— YOUR TASK —
Select every line of the items below that contains the word "container", and copy those lines. Case counts.

━━━ THE INPUT

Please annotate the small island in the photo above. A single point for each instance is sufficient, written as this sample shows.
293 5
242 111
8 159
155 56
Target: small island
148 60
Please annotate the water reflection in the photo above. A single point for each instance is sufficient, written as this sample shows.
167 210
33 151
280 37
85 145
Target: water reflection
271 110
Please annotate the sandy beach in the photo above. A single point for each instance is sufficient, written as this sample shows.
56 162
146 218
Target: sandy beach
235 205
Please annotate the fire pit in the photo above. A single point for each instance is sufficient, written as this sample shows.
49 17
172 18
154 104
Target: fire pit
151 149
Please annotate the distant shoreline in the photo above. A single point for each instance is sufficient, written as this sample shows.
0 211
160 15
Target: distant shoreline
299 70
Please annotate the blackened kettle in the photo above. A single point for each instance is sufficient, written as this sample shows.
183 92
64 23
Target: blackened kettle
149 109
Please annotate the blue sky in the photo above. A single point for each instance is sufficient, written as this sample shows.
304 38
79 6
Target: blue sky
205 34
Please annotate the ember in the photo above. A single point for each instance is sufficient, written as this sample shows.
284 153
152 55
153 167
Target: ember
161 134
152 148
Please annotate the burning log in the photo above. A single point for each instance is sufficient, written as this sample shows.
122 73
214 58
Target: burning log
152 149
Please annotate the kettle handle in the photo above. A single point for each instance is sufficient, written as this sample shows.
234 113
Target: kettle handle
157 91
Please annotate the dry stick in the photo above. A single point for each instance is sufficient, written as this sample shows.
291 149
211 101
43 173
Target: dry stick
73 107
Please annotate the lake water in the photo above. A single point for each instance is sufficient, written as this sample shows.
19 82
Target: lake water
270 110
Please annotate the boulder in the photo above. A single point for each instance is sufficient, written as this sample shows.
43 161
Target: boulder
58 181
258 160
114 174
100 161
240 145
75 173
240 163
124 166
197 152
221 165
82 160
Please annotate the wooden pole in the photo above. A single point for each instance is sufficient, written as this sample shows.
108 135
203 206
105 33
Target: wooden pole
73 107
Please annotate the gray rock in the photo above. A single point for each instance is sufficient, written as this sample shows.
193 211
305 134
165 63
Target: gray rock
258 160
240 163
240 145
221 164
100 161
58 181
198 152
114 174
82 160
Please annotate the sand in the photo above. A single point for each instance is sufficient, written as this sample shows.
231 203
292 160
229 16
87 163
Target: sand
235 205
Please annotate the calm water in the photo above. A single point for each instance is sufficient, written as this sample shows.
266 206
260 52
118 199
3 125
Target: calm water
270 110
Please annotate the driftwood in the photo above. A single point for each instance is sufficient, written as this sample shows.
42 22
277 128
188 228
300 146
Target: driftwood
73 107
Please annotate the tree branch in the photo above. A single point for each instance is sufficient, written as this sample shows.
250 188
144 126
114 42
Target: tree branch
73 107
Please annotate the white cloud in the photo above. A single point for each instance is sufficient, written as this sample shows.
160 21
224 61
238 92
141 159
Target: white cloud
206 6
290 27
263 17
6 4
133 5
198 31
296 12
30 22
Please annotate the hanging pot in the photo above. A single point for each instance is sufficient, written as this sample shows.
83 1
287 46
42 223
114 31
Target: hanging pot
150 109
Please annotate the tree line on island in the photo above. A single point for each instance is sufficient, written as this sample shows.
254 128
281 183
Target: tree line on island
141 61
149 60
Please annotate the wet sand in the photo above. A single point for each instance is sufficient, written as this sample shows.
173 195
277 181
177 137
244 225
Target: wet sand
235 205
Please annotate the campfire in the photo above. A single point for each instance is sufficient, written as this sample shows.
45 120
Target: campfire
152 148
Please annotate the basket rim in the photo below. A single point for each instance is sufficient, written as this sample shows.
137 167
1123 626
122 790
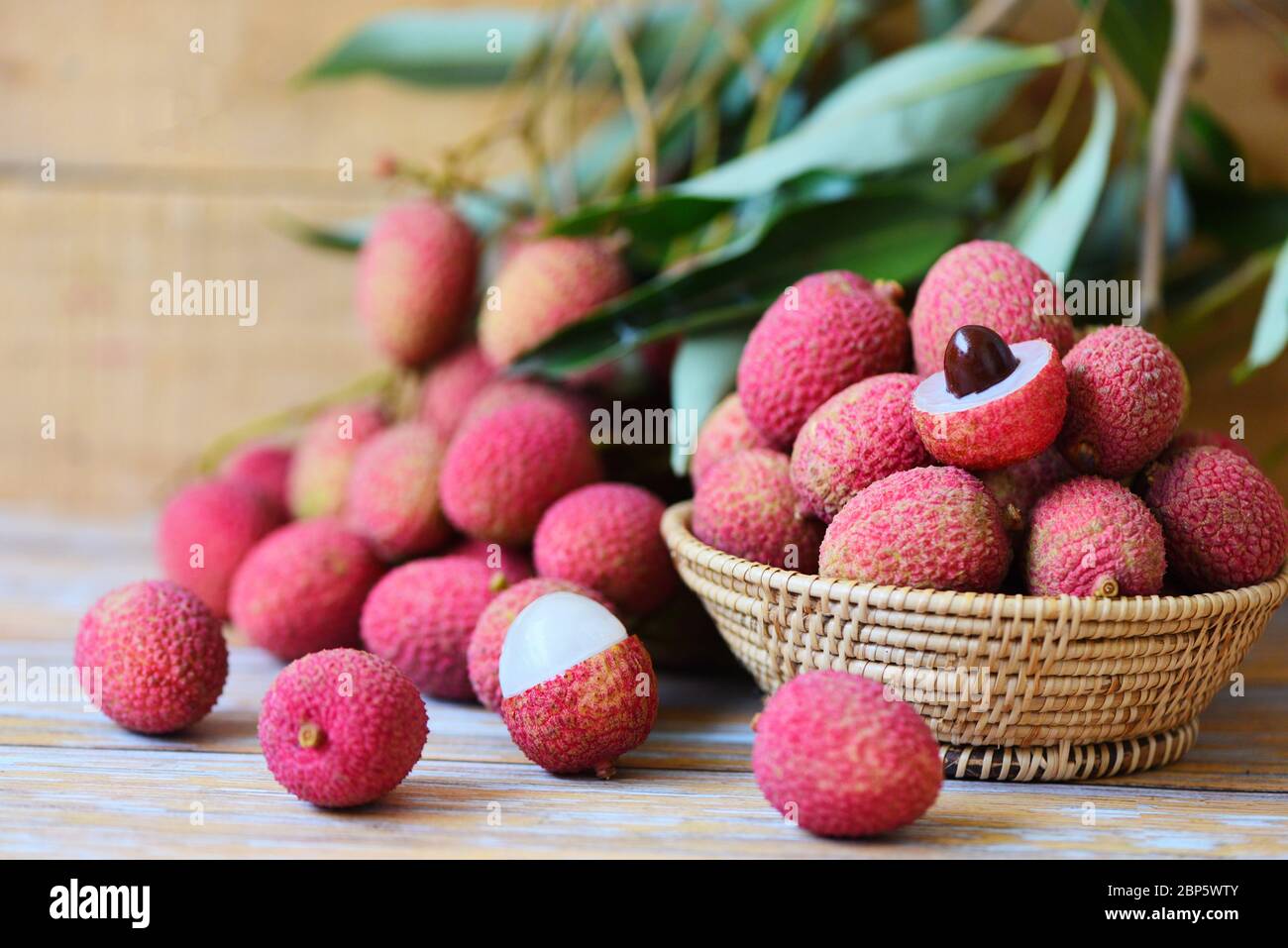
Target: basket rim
682 543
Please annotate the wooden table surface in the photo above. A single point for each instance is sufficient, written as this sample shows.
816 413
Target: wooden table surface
75 785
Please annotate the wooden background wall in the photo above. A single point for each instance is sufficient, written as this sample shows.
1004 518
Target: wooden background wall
168 159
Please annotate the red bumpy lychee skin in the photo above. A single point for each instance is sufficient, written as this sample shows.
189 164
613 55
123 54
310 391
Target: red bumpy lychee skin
987 283
746 506
1223 519
484 649
544 286
393 492
342 728
1094 537
205 532
837 758
321 466
825 333
725 432
590 715
416 281
266 468
854 438
301 587
926 528
161 652
503 469
1127 393
608 537
984 432
450 386
420 617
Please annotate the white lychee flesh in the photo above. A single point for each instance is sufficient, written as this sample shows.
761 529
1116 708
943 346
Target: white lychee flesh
553 634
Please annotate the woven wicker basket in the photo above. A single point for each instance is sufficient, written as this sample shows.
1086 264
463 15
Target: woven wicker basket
1016 687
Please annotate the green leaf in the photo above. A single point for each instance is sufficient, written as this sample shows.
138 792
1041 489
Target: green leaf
1054 233
1270 337
913 104
703 371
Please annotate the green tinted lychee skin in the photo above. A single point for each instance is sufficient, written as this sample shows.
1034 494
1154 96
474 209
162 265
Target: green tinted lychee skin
746 506
1094 537
1223 519
925 528
984 283
832 754
825 333
857 437
1127 393
416 281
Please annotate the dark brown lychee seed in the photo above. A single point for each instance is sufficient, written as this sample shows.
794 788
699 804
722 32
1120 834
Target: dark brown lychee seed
977 359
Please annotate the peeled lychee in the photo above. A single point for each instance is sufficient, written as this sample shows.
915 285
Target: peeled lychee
153 656
205 532
393 492
266 468
416 281
838 759
503 469
544 286
1223 519
746 506
301 587
608 537
484 649
858 436
1005 417
987 283
725 432
926 528
825 333
1094 537
420 617
342 727
1127 393
578 690
450 386
321 466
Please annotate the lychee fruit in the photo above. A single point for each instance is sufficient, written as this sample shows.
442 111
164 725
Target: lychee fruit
321 466
544 286
837 758
746 506
825 333
266 468
987 283
608 537
301 587
503 469
484 649
416 281
926 528
993 404
1223 519
450 386
205 532
578 691
725 432
391 497
1127 393
153 657
858 436
342 727
1094 537
420 617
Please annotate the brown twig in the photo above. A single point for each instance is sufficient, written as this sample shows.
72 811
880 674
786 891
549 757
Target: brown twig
1181 56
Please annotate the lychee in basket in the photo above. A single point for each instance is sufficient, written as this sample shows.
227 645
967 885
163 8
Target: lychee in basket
1014 686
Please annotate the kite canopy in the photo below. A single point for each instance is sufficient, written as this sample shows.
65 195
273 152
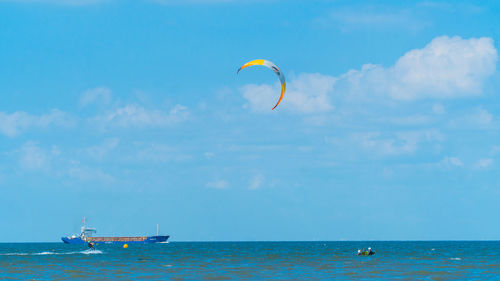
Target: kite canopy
274 68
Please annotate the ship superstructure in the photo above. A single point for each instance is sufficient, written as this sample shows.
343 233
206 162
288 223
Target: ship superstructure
86 236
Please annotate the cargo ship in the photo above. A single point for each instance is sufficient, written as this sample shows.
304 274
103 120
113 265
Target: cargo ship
86 236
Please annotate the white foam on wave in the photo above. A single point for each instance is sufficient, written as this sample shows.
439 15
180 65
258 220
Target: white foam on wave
86 252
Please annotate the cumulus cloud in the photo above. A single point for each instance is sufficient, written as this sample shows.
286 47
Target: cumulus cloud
400 143
61 2
452 161
388 144
256 182
481 117
14 124
447 67
32 157
218 184
99 151
101 95
484 163
137 116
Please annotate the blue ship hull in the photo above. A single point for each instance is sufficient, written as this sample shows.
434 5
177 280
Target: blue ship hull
116 240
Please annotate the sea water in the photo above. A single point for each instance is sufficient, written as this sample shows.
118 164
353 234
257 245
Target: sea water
454 260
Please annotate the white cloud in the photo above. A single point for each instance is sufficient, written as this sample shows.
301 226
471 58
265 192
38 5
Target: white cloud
256 182
399 143
81 173
218 184
61 2
481 117
14 124
209 155
99 151
190 2
137 116
308 93
438 109
452 161
161 153
32 157
447 67
101 95
484 163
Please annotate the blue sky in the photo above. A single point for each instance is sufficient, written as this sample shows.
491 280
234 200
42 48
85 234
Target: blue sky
131 113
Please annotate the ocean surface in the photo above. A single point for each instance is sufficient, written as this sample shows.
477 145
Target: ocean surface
452 260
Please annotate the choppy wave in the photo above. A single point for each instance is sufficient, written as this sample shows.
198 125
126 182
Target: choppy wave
86 252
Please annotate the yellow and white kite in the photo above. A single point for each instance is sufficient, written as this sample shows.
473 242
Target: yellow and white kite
274 68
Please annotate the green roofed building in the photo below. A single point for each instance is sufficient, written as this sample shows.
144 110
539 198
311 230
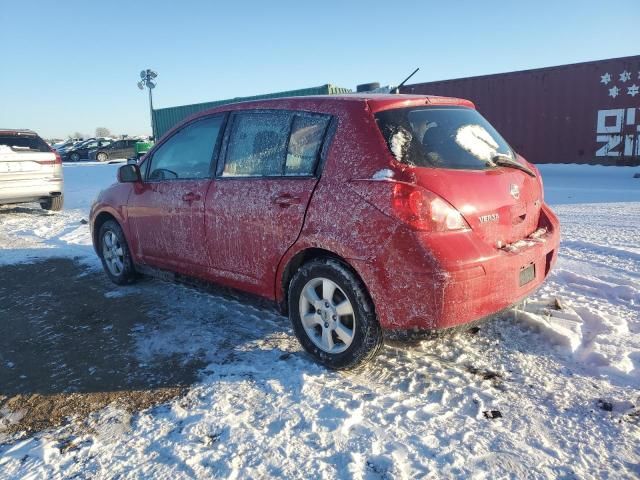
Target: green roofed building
166 118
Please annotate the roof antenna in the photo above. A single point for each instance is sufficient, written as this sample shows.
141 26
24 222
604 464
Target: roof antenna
396 90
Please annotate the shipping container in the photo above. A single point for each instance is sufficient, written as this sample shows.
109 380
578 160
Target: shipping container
166 118
580 113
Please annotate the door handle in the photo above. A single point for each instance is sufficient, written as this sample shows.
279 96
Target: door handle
286 200
191 197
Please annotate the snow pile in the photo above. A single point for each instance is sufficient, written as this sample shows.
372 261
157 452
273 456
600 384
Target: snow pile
27 232
589 184
477 141
400 143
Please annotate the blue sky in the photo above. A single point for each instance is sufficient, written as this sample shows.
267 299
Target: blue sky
73 65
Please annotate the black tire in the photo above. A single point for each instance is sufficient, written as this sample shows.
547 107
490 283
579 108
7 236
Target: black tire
54 204
367 333
127 274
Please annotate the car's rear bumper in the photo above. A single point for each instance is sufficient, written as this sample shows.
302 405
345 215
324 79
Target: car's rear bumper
30 190
451 279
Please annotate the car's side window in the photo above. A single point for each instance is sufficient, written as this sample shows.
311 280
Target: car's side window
307 134
188 153
257 144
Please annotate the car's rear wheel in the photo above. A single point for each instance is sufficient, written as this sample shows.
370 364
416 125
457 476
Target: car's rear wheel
115 254
333 316
54 204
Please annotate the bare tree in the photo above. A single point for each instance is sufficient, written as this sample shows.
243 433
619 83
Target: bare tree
103 132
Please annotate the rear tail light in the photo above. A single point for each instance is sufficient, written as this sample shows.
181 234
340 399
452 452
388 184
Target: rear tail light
415 206
425 211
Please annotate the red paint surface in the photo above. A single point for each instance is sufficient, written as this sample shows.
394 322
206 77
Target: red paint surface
239 232
550 115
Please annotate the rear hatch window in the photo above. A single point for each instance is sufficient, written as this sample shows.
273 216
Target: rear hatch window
444 137
31 143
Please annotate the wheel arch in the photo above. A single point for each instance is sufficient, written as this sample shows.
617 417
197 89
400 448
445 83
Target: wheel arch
290 267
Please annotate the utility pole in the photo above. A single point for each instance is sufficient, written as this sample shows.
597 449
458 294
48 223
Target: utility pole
146 80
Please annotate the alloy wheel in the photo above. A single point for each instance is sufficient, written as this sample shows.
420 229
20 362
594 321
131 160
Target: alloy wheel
113 253
327 315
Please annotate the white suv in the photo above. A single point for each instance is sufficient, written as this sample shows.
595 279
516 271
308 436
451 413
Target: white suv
29 170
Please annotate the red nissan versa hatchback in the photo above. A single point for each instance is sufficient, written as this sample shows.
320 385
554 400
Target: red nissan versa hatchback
355 213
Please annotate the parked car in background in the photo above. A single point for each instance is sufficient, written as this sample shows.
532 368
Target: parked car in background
125 148
67 144
81 150
30 171
354 213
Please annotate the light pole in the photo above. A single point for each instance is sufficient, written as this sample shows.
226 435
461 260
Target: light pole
146 80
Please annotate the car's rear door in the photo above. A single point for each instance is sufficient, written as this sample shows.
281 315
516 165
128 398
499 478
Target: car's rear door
166 211
256 205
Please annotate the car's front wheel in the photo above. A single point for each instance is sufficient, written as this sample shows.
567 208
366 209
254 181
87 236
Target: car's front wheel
114 253
333 316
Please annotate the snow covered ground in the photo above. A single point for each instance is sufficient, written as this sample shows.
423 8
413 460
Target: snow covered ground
548 390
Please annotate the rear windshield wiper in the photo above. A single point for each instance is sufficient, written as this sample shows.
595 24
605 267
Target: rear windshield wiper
503 160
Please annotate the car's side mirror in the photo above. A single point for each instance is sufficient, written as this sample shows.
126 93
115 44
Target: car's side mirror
129 173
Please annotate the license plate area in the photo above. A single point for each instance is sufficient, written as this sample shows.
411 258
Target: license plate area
527 274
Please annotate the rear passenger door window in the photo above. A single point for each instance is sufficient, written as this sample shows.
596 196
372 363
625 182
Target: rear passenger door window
188 153
257 144
274 144
307 135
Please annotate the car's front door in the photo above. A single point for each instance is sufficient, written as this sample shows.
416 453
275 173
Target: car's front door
255 207
166 211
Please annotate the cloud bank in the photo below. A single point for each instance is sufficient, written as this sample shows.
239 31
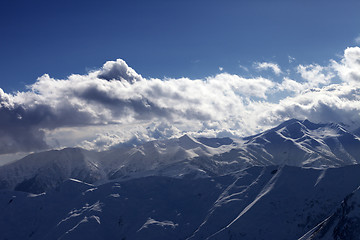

━━━━━━

— ANSWER BELOW —
Please annotate the shipping container in the photo above. A single point for each instance is sufficient, written as this sample shows.
Target: shipping container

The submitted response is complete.